== Segment start ==
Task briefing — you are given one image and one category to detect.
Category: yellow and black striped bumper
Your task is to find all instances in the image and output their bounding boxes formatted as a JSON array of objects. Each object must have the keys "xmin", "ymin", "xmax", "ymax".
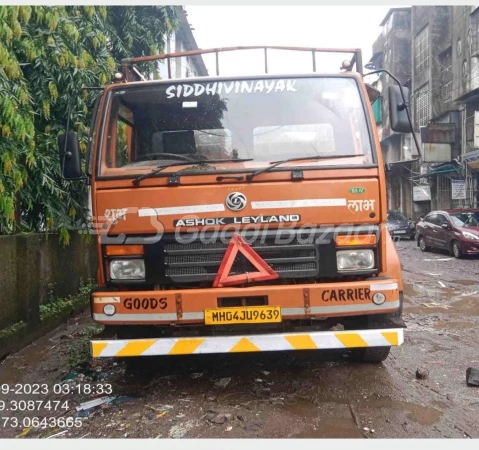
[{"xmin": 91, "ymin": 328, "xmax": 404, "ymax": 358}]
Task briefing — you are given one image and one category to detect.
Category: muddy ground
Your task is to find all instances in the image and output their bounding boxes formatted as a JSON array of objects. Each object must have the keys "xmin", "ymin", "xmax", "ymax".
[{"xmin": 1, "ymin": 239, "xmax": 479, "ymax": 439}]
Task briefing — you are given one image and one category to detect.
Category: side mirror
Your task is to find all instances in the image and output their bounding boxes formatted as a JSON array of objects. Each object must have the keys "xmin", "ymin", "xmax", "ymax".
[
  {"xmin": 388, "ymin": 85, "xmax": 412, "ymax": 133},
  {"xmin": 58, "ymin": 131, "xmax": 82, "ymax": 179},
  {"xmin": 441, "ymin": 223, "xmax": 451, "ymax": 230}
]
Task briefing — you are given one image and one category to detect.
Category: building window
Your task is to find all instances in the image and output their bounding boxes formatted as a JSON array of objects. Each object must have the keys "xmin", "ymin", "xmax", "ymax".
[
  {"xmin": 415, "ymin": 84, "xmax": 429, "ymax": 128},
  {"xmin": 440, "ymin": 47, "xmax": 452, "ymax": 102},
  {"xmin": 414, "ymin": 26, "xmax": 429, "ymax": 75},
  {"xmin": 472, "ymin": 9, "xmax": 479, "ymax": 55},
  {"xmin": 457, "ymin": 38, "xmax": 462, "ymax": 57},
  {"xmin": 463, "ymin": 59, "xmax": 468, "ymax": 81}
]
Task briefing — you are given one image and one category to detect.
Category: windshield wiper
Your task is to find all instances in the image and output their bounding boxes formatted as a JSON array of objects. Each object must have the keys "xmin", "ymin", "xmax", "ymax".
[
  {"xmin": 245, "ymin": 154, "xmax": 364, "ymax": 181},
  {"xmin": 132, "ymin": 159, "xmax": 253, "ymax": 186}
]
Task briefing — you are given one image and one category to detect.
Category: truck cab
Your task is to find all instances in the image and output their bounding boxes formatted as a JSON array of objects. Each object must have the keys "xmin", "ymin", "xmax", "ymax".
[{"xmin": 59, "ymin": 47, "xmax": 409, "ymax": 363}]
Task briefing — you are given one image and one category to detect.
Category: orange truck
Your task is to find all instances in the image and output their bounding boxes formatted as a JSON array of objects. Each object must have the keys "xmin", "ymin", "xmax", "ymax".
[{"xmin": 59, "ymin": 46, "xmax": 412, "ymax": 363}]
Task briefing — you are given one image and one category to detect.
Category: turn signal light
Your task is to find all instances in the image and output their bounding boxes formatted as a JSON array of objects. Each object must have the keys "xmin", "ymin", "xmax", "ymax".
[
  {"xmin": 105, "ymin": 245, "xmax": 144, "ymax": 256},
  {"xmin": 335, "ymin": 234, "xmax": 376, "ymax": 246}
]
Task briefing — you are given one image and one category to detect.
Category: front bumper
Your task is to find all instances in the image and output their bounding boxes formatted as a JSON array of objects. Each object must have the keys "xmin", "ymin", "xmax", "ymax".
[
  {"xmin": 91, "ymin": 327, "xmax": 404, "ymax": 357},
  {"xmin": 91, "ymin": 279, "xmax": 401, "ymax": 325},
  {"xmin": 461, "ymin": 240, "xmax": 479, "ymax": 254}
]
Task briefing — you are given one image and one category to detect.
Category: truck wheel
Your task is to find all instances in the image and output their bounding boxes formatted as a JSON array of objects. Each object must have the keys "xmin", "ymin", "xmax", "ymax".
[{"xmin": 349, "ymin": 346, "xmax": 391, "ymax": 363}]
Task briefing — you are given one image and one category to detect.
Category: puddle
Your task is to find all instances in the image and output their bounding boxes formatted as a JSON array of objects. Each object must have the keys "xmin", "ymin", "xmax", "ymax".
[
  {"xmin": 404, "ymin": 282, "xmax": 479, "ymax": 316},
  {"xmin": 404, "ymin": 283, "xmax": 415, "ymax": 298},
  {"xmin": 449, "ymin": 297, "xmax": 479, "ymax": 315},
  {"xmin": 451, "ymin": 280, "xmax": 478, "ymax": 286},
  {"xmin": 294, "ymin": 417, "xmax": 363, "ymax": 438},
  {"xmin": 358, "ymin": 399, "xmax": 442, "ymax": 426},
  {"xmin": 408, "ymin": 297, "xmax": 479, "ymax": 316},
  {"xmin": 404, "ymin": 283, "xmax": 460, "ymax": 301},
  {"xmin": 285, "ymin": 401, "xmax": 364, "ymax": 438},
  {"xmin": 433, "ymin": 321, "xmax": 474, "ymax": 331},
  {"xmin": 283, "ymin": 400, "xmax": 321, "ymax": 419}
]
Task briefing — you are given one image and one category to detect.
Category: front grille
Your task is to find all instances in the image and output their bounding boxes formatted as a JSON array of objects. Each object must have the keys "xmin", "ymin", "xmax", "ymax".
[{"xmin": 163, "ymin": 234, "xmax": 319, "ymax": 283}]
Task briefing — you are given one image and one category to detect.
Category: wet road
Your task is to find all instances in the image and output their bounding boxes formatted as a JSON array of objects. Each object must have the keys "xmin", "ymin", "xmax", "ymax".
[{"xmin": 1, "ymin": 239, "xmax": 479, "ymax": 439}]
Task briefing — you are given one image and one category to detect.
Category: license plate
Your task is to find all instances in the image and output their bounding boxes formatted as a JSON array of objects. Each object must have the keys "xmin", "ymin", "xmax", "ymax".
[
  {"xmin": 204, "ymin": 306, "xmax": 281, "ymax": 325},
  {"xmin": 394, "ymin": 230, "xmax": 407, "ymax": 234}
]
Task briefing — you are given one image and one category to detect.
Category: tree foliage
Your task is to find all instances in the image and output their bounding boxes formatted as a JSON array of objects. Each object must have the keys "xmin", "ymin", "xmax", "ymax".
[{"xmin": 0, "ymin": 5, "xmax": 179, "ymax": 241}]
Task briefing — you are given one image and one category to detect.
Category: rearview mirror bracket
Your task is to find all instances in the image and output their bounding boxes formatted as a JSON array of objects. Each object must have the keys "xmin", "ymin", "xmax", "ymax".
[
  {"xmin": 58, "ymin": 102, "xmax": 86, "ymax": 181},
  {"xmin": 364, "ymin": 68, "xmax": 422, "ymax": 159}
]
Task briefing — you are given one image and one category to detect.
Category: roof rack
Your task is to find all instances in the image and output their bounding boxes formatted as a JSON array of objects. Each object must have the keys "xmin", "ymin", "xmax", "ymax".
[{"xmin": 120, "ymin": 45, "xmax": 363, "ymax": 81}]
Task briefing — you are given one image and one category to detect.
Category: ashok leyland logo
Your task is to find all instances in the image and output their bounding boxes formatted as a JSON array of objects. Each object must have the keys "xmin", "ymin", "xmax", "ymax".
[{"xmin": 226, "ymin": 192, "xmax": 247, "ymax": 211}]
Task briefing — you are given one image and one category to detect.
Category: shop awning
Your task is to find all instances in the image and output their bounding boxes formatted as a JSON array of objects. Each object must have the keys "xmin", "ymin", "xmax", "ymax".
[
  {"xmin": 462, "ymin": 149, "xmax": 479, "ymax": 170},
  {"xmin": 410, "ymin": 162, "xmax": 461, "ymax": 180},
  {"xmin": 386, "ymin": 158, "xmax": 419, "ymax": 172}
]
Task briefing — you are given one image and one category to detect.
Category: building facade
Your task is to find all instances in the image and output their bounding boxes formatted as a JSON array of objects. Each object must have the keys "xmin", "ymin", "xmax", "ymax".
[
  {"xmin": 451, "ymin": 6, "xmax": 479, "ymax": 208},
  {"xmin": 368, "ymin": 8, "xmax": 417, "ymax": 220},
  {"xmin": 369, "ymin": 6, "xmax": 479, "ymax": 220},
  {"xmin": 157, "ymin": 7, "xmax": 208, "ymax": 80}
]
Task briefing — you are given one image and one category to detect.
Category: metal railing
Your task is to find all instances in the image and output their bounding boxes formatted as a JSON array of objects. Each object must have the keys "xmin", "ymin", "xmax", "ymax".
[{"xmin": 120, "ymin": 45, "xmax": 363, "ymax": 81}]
== Segment end ==
__Exercise goal__
From the opening line of the entries, copy each line exactly until the line with "Category: building window", which is copied as well; leave out pictures.

__Completed exercise__
Task briefing — you are given one image and one category to detect.
Category: yellow and black striped bumper
Your task is to find all instances in the image and output their bounding boxes formatted as a JSON array of objects. Each object must have the keys "xmin", "ymin", "xmax", "ymax".
[{"xmin": 91, "ymin": 328, "xmax": 404, "ymax": 358}]
Task briefing — you are given one image and one category to detect.
Category: muddy ground
Your task is to find all instances in the image and output their bounding boxes formatted as a JSON array of objects. Each object must have the keys "xmin", "ymin", "xmax", "ymax".
[{"xmin": 1, "ymin": 239, "xmax": 479, "ymax": 439}]
Task briefing — you are given one image and one category to detect.
Category: side mirror
Your task is to find all instances in the image and output their bounding boxes formatted as a JSON array of objects. Each object must have the keys "xmin", "ymin", "xmax", "ymax".
[
  {"xmin": 388, "ymin": 85, "xmax": 412, "ymax": 133},
  {"xmin": 58, "ymin": 131, "xmax": 82, "ymax": 179},
  {"xmin": 441, "ymin": 223, "xmax": 451, "ymax": 230}
]
Task briefing — you are given one image and one category to detect.
Category: building window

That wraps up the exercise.